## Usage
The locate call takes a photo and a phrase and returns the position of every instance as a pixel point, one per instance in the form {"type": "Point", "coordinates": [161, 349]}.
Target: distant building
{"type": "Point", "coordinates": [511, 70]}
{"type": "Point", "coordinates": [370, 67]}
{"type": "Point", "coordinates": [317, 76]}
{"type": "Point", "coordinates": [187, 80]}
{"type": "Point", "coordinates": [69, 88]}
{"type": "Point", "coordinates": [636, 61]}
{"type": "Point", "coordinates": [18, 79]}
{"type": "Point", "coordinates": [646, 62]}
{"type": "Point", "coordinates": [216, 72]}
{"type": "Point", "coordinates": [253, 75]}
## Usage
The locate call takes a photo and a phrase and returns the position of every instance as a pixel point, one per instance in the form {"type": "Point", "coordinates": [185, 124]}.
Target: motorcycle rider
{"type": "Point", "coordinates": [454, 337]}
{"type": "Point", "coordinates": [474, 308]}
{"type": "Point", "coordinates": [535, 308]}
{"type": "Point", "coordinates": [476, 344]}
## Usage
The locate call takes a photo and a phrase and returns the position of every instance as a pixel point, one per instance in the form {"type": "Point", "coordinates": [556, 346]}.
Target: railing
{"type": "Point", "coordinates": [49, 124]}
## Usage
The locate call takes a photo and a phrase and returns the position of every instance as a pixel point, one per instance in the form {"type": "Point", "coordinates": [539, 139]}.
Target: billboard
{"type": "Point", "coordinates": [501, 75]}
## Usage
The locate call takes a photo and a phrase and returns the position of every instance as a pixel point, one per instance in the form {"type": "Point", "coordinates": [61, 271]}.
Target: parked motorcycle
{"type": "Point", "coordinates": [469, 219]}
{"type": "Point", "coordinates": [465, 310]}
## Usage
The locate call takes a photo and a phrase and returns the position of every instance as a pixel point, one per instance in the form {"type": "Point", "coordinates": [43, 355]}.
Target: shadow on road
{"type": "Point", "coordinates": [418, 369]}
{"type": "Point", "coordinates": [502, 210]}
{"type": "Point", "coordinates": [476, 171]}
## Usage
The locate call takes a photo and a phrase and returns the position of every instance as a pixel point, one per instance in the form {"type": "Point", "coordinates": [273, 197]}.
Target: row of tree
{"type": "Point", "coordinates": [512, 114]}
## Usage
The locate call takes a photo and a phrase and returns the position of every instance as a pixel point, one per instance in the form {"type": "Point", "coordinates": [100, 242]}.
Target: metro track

****************

» **Problem description**:
This exercise requires an exact copy of all the records.

» **Output**:
## Usage
The locate call takes a photo and a phrase and returns the position of every instance as a pixel point, one per instance in the form {"type": "Point", "coordinates": [161, 349]}.
Target: distant building
{"type": "Point", "coordinates": [511, 70]}
{"type": "Point", "coordinates": [370, 67]}
{"type": "Point", "coordinates": [317, 76]}
{"type": "Point", "coordinates": [187, 80]}
{"type": "Point", "coordinates": [69, 88]}
{"type": "Point", "coordinates": [636, 61]}
{"type": "Point", "coordinates": [18, 79]}
{"type": "Point", "coordinates": [646, 62]}
{"type": "Point", "coordinates": [216, 72]}
{"type": "Point", "coordinates": [253, 75]}
## Usage
The locate call takes a photo and a phrase and returns the position of every instance as a pixel point, one per instance in the form {"type": "Point", "coordinates": [185, 124]}.
Target: motorcycle rider
{"type": "Point", "coordinates": [454, 337]}
{"type": "Point", "coordinates": [474, 308]}
{"type": "Point", "coordinates": [535, 308]}
{"type": "Point", "coordinates": [476, 344]}
## Usage
The locate call takes a photo and a phrase and returns the position of every instance as a pixel point, one per instance in the form {"type": "Point", "coordinates": [556, 346]}.
Target: railing
{"type": "Point", "coordinates": [49, 124]}
## Usage
The locate call takes a photo and a phrase and returns the position of every instance as a pixel point, one per instance in the form {"type": "Point", "coordinates": [539, 139]}.
Target: billboard
{"type": "Point", "coordinates": [501, 75]}
## Usage
The locate call takes a photo and a phrase and returns the position of every instance as a pixel point, one per instance in the form {"type": "Point", "coordinates": [61, 271]}.
Target: parked motorcycle
{"type": "Point", "coordinates": [469, 219]}
{"type": "Point", "coordinates": [465, 310]}
## Usage
The locate call takes a photo and a phrase and returns the position of every instance as a pixel point, one per instance in the form {"type": "Point", "coordinates": [43, 355]}.
Target: shadow on road
{"type": "Point", "coordinates": [418, 369]}
{"type": "Point", "coordinates": [502, 210]}
{"type": "Point", "coordinates": [476, 171]}
## Usage
The locate call takes a photo and a phrase and returns the position of every instance as a pixel point, one per instance in the form {"type": "Point", "coordinates": [273, 197]}.
Target: row of tree
{"type": "Point", "coordinates": [512, 114]}
## Usage
The locate call takes a photo and a phrase and returns the position of every instance as a pixel point, one per instance in the form {"type": "Point", "coordinates": [100, 242]}.
Target: metro track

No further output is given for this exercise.